# [Set task]
Convert the rows from the line containing "Where can you spot the brown" up to and including the line containing "39], [20, 238]]" into a two-column CSV with the headers "prompt" and "points". Each row should take its text and its answer, each in one quoted field with any line breaks replaced by spaces.

# [A block of data]
— start —
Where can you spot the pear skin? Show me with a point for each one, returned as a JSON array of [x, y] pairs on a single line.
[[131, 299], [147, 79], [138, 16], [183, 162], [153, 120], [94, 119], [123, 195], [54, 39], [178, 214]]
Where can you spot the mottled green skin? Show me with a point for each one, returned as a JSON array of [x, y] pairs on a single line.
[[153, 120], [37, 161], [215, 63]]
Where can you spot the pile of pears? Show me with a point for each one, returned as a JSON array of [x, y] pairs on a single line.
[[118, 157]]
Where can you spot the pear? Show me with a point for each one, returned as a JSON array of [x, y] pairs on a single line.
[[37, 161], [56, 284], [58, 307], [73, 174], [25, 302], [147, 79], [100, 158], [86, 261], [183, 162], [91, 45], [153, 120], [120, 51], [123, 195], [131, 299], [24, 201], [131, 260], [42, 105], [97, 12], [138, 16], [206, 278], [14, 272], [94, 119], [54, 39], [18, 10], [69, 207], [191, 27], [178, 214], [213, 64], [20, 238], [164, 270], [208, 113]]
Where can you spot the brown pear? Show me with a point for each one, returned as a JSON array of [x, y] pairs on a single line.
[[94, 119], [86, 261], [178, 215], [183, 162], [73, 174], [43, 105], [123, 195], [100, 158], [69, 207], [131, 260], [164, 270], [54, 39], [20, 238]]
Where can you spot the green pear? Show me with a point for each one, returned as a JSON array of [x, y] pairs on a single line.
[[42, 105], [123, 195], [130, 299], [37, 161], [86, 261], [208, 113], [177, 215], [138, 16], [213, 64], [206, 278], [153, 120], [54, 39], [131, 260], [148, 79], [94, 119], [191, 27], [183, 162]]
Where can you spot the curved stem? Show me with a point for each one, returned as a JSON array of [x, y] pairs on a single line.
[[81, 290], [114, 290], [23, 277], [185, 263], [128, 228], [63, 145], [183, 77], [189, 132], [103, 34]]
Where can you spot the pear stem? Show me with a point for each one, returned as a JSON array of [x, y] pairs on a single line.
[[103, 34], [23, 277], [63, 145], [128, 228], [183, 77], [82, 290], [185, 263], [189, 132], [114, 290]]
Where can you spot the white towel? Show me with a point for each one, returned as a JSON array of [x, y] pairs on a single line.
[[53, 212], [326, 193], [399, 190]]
— end —
— start —
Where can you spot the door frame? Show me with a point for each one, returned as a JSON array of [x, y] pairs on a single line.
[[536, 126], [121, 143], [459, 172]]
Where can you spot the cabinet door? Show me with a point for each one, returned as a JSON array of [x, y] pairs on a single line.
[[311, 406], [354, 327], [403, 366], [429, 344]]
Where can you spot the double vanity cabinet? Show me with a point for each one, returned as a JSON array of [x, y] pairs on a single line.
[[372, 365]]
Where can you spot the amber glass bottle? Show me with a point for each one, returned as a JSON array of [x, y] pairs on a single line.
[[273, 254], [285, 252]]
— end —
# [Reply]
prompt,points
"Where can you spot the brown pear? Show me with a point for each one, returned as a JSON array of [x, y] pairs on a single line.","[[94, 119], [86, 261], [178, 215], [183, 162], [73, 174], [43, 105], [123, 195], [100, 158], [69, 207], [131, 260], [164, 270], [54, 39], [20, 238]]"